> **Do this**
What is needed here is an exact copy of every entry.

> **Extracted information**

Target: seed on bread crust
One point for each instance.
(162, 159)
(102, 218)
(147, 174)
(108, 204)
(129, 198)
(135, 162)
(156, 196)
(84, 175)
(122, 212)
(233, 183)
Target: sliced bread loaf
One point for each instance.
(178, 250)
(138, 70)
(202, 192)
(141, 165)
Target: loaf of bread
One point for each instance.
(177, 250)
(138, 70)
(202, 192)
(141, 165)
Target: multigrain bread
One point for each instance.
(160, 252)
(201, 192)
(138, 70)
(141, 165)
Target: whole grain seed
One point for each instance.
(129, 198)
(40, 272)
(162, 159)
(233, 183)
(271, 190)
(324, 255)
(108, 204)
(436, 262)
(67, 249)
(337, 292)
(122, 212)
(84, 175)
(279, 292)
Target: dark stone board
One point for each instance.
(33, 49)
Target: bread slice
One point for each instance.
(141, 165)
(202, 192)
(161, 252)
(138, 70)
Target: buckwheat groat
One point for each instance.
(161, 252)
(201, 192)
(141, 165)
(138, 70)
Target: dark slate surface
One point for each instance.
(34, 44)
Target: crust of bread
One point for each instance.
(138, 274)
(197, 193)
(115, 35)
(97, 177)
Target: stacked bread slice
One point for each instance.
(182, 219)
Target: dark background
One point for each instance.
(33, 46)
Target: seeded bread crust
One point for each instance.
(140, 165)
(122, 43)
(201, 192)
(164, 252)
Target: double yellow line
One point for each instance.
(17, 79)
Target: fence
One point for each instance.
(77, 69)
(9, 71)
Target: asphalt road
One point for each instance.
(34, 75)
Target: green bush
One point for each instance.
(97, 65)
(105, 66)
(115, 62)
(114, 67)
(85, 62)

> **Problem solution**
Target: seed on bread crust
One point for each instance.
(162, 159)
(102, 218)
(147, 174)
(108, 204)
(129, 198)
(135, 162)
(156, 196)
(84, 175)
(122, 212)
(233, 183)
Target: sliced bread loaf
One point for each instance.
(178, 250)
(138, 70)
(202, 192)
(141, 165)
Target: loaf of bread
One point for each instance.
(177, 250)
(138, 70)
(202, 192)
(141, 165)
Target: multigrain bread
One point for each instance.
(160, 252)
(201, 192)
(138, 70)
(141, 165)
Target: whole grain seed
One point for each instance.
(129, 198)
(40, 272)
(162, 159)
(233, 183)
(271, 190)
(324, 255)
(108, 204)
(436, 262)
(67, 249)
(337, 292)
(122, 212)
(84, 175)
(279, 292)
Target: dark stone board
One point for each instance.
(33, 49)
Target: bread slice
One point for each instance.
(141, 165)
(202, 192)
(161, 252)
(138, 70)
Target: buckwheat groat
One point for each instance.
(161, 252)
(201, 192)
(141, 165)
(138, 70)
Target: dark slate surface
One point for each instance.
(34, 44)
Target: crust of bread
One point for each instance.
(138, 274)
(197, 193)
(115, 35)
(97, 177)
Target: stacked bread slice
One point for each instance.
(182, 219)
Target: dark background
One point for each instance.
(33, 46)
Target: seeded bread crust
One point for each instance.
(140, 165)
(122, 43)
(201, 192)
(164, 252)
Target: double yellow line
One point for each instance.
(17, 79)
Target: fence
One point for each instance.
(77, 69)
(9, 71)
Target: asphalt road
One point for each instance.
(34, 75)
Target: green bush
One point for each instance.
(97, 65)
(105, 66)
(115, 62)
(114, 67)
(85, 62)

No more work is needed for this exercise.